▸ **Supplied text**:
╭──

By Maria-Jose Subiria
A long-time employee of Southern Regional Medical Center, in Riverdale, has been recognized for her community outreach initiatives.
Cynthia Jenkins, director of the Southern Regional Medical Center Foundation, was honored for her community leadership, and public service, at a District Appreciation Ceremony, said Claudia Hall, spokesperson for Southern Regional Health System.
The District Appreciation Ceremony, is a recognition ceremony that has been held since 2006, by District 74 State Rep. Roberta Abdul-Salaam, (D-Riverdale), for residents in areas she represents, encompassing portions of College Park, Riverdale, Fayetteville and Fairburn. It was held at the Virginia Burton Gray Recreation Center in Riverdale.
"It's just a way I recognize the community for what they do," said Abdul-Salaam in a telephone interview.
"Cynthia Jenkins is always there behind the scenes working to make things happen -- whether it's at a community event, a fund-raiser or a volunteer project," said Abdul-Salaam, in a prepared statement. "She doesn't ask for anything in return, and that, in my opinion, deserves special recognition."
"The hospital has participated a lot in the community, and that's due to her [Jenkins'] efforts...she volunteers herself, she rolls up her sleeves," said Abdul-Salaam.
Jenkins has been an employee of the Southern Regional Medical Center for seven years, and has been director of the Southern Regional Medical Center Foundation for five years.
"I truly enjoy the work that I do on behalf of the hospital and my community and I am honored to have received this award," Jenkins said in a prepared statement. "Thankfully, I have an awesome staff and support group and they too should be acknowledged for they are the ones that encourage me to keep going."
Jenkins responsibilities as a director for the foundation include overseeing philanthropic support from businesses, foundations and private individuals, said Southern Regional Health System spokesperson Claudia Hall.

╰──

▸ **Given data**:
╭──

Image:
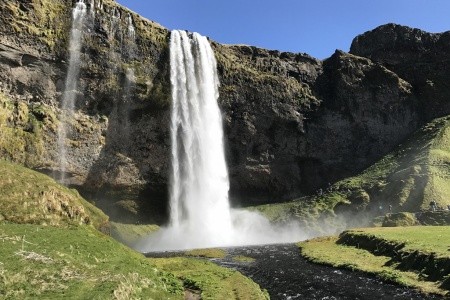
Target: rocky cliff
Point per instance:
(293, 123)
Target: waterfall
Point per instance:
(130, 29)
(199, 187)
(200, 214)
(199, 209)
(70, 90)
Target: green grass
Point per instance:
(49, 250)
(417, 172)
(31, 197)
(129, 234)
(396, 254)
(244, 259)
(76, 263)
(214, 282)
(427, 239)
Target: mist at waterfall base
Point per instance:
(200, 214)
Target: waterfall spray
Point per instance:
(70, 90)
(200, 214)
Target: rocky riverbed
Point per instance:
(286, 275)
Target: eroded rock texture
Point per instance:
(293, 123)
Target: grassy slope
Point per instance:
(408, 179)
(76, 263)
(49, 250)
(407, 242)
(216, 283)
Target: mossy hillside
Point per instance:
(434, 218)
(327, 251)
(24, 128)
(423, 250)
(213, 281)
(42, 262)
(408, 179)
(413, 175)
(42, 19)
(31, 197)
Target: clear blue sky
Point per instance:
(316, 27)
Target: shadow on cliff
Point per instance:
(123, 181)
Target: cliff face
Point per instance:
(292, 123)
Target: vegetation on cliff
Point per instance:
(412, 256)
(407, 179)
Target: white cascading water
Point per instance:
(199, 190)
(70, 90)
(200, 215)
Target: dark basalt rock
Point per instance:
(292, 123)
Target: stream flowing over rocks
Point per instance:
(286, 275)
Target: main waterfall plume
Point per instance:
(68, 100)
(200, 214)
(199, 187)
(199, 209)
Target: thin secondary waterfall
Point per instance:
(69, 96)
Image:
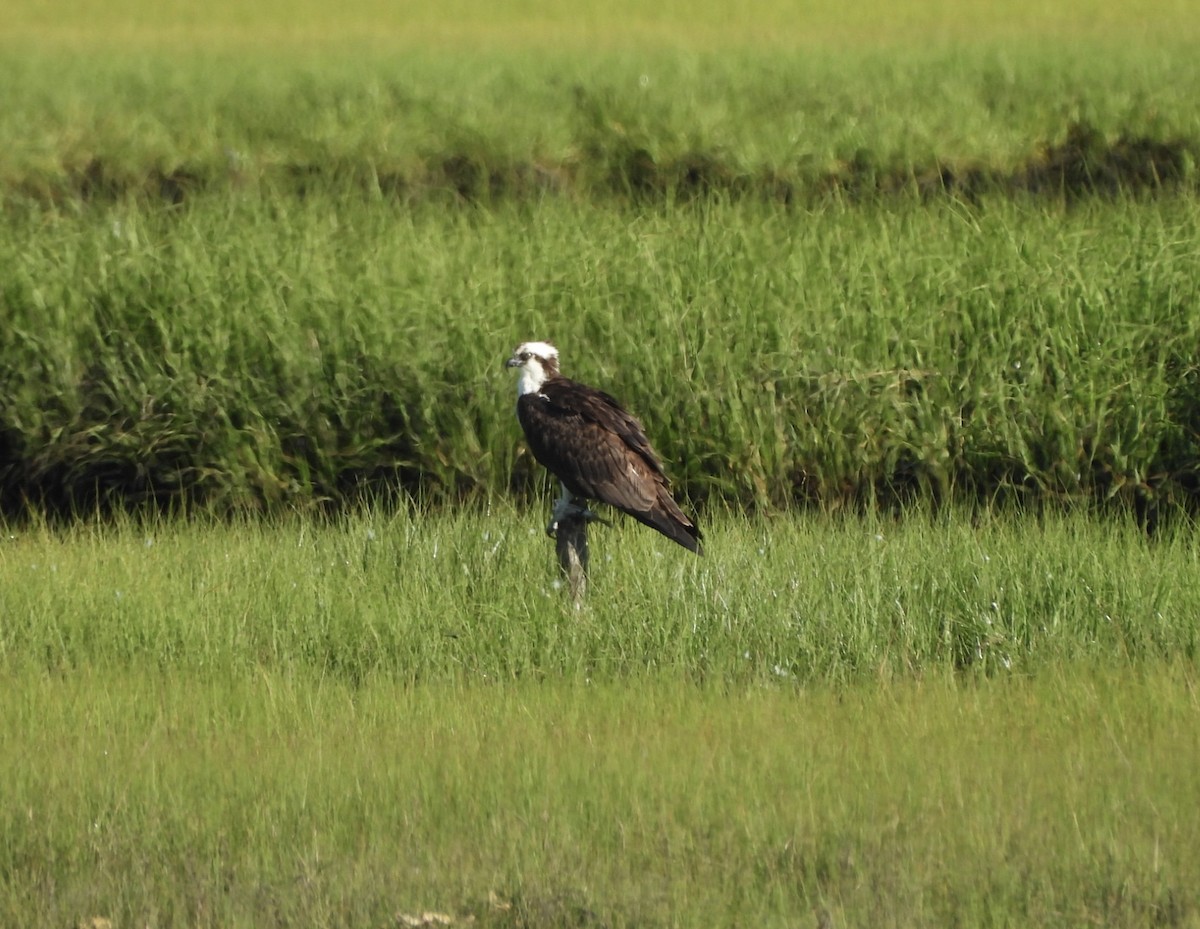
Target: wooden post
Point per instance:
(571, 541)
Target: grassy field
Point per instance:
(474, 598)
(291, 353)
(898, 721)
(294, 799)
(905, 295)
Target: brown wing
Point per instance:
(600, 451)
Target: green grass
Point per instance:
(867, 721)
(474, 598)
(259, 265)
(289, 798)
(281, 353)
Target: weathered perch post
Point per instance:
(571, 541)
(569, 526)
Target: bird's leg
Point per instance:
(565, 507)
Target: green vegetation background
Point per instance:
(255, 261)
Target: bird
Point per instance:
(595, 448)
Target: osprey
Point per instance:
(594, 448)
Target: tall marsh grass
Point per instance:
(270, 353)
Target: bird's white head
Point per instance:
(538, 363)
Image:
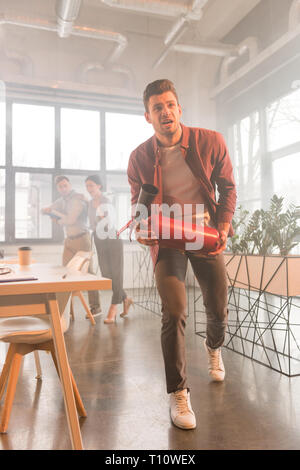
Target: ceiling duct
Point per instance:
(81, 31)
(250, 45)
(87, 67)
(194, 12)
(160, 8)
(67, 12)
(218, 50)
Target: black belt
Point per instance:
(73, 237)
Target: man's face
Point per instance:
(64, 187)
(164, 114)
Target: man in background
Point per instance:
(70, 211)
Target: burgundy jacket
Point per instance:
(206, 154)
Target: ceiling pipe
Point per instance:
(250, 45)
(167, 49)
(24, 61)
(159, 8)
(294, 15)
(80, 31)
(67, 11)
(195, 12)
(219, 50)
(87, 67)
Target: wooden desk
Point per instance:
(28, 298)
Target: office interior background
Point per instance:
(72, 76)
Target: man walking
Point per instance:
(71, 208)
(187, 165)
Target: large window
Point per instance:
(284, 121)
(33, 191)
(247, 160)
(286, 171)
(2, 205)
(2, 123)
(39, 140)
(124, 132)
(33, 136)
(80, 139)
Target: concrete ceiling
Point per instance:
(144, 52)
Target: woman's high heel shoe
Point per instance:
(126, 305)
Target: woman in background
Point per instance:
(109, 250)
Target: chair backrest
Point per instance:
(80, 262)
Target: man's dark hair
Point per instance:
(157, 88)
(60, 178)
(95, 178)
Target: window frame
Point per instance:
(10, 170)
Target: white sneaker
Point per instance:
(216, 367)
(181, 410)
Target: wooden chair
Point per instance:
(25, 335)
(80, 262)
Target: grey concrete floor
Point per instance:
(120, 375)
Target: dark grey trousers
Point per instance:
(170, 272)
(111, 262)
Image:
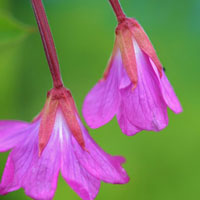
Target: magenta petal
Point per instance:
(144, 106)
(102, 102)
(98, 163)
(82, 182)
(168, 91)
(37, 175)
(124, 123)
(11, 134)
(169, 95)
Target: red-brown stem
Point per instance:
(118, 10)
(48, 42)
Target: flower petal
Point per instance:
(82, 182)
(102, 102)
(37, 175)
(124, 123)
(168, 91)
(11, 133)
(145, 107)
(98, 163)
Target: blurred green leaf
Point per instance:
(11, 30)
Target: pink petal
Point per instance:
(82, 182)
(98, 163)
(145, 107)
(11, 134)
(168, 92)
(102, 102)
(24, 168)
(124, 123)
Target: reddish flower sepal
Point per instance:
(134, 87)
(59, 98)
(126, 32)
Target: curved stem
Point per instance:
(48, 42)
(118, 10)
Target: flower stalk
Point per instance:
(48, 42)
(118, 10)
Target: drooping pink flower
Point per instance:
(56, 141)
(134, 87)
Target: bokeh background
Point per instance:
(164, 165)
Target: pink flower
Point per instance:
(56, 141)
(134, 87)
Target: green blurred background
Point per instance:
(162, 166)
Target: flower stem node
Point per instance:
(59, 99)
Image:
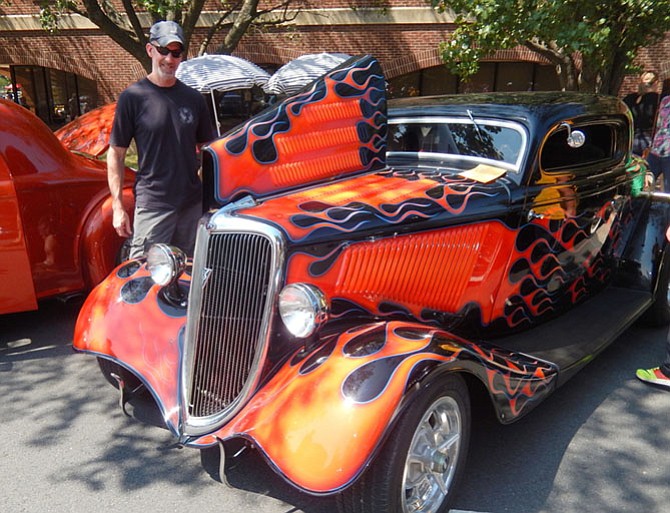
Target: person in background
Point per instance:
(659, 152)
(643, 106)
(168, 121)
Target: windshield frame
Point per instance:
(424, 157)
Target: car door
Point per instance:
(16, 286)
(569, 224)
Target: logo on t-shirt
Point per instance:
(185, 116)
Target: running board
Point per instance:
(573, 339)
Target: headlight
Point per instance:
(302, 309)
(165, 263)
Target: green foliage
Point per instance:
(597, 41)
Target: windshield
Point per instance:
(463, 142)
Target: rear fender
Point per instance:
(126, 319)
(320, 420)
(644, 251)
(99, 244)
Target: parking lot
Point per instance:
(599, 444)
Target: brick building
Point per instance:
(63, 74)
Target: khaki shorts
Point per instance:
(175, 227)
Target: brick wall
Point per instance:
(400, 48)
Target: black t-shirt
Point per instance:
(167, 123)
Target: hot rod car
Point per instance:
(365, 271)
(56, 234)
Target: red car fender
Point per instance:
(17, 292)
(99, 244)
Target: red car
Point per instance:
(56, 234)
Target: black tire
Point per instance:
(438, 418)
(659, 312)
(108, 367)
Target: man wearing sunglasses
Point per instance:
(168, 121)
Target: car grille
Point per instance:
(231, 291)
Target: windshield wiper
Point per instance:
(472, 118)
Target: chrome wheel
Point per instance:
(432, 458)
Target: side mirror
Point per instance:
(576, 138)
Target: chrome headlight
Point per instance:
(165, 263)
(302, 308)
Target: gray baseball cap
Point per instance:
(166, 32)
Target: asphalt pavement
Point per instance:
(599, 444)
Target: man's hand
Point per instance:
(121, 222)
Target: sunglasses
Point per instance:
(164, 51)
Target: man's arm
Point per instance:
(116, 156)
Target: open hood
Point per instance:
(89, 133)
(334, 127)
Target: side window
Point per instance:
(604, 145)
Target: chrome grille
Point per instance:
(235, 284)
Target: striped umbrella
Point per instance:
(210, 73)
(299, 72)
(221, 73)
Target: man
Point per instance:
(643, 105)
(168, 121)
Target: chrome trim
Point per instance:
(515, 168)
(223, 222)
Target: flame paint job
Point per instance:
(57, 236)
(414, 257)
(129, 298)
(338, 133)
(321, 416)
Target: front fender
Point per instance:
(322, 417)
(127, 319)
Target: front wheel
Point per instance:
(423, 459)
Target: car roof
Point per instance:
(529, 108)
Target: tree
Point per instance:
(125, 27)
(592, 44)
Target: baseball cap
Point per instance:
(166, 32)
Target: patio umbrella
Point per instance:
(299, 72)
(210, 73)
(221, 73)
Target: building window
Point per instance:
(55, 96)
(492, 76)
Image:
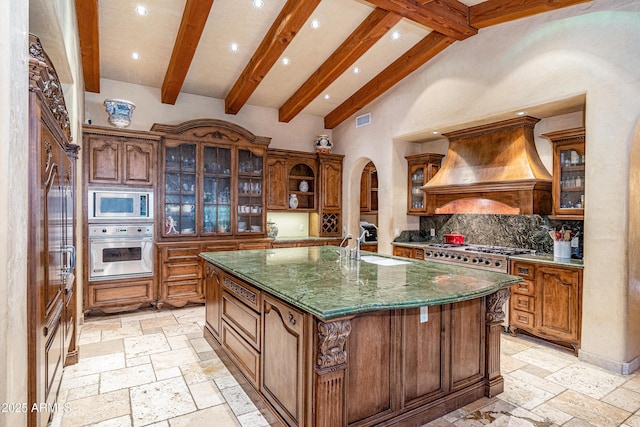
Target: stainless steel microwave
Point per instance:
(109, 205)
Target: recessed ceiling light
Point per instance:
(141, 10)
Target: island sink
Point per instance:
(322, 352)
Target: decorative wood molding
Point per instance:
(87, 17)
(413, 59)
(372, 29)
(495, 302)
(43, 78)
(211, 129)
(448, 17)
(332, 337)
(495, 12)
(285, 27)
(194, 19)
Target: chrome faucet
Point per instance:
(359, 241)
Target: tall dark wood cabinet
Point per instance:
(51, 292)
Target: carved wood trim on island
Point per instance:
(382, 368)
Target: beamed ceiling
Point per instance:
(184, 47)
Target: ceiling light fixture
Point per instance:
(141, 10)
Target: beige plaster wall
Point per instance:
(298, 134)
(13, 201)
(587, 49)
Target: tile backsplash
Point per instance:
(521, 231)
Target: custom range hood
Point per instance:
(491, 169)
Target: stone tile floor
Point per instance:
(154, 368)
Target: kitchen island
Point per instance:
(332, 341)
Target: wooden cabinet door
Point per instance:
(139, 163)
(213, 295)
(331, 191)
(104, 160)
(277, 183)
(560, 295)
(283, 359)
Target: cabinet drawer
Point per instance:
(246, 357)
(243, 292)
(102, 294)
(181, 253)
(183, 288)
(523, 302)
(526, 287)
(522, 319)
(181, 270)
(523, 269)
(245, 321)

╰──

▸ **Work item A**:
Could you reproduce, word for word, the part of the article on Cynthia Jenkins's award above between "Cynthia Jenkins, director" and "Center in Riverdale.", inclusive?
▸ **Work item B**:
How would the article on Cynthia Jenkins's award go on after its last sentence? Continue it from there.

▸ **Written reply A**:
Cynthia Jenkins, director of the Southern Regional Medical Center Foundation, was honored for her community leadership, and public service, at a District Appreciation Ceremony, said Claudia Hall, spokesperson for Southern Regional Health System.
The District Appreciation Ceremony, is a recognition ceremony that has been held since 2006, by District 74 State Rep. Roberta Abdul-Salaam, (D-Riverdale), for residents in areas she represents, encompassing portions of College Park, Riverdale, Fayetteville and Fairburn. It was held at the Virginia Burton Gray Recreation Center in Riverdale.

▸ **Written reply B**:
"She has taken fund-raising and community awareness to new heights, raising approximately $4 million since she's been named director," said Hall, in a written statement. These funds have enabled the hospital to boost technology and widen services for the community, she said.
Jenkins said her position also requires her to bring various stakeholders together, to provide support not only for the hospital, but the community as well.
Jenkins said in 2005, when Hurricane Katrina struck New Orleans, La., some victims where transported to Southern Regional Medical Center for healthcare services. The victims were misplaced and had no where to go, and would have been stranded at the hospital if no action had been taken, according to Jenkins.
She said she gathered employees at the hospital to see if they would volunteer their homes as a temporary housing location for these victims.
"Administration was very gracious and they gave me permission to ask employees to help out," she said. "I was not the only one that did this, but I helped [spark] the effort to do that."
Jenkins said she also reached out to local churches and shelters, to see if they were able to admit the hurricane victims.
"I had to quickly identify community resources," she said.
Eventually some of the victims became permanent residents of Clayton County, and the Southern Crescent.
Hall added that Jenkins is a member of the Association of Fund-raising Professionals and the Association of Healthcare Professionals. She also volunteers with the Clayton County Juvenile Court System, where she advocates for children, and adults.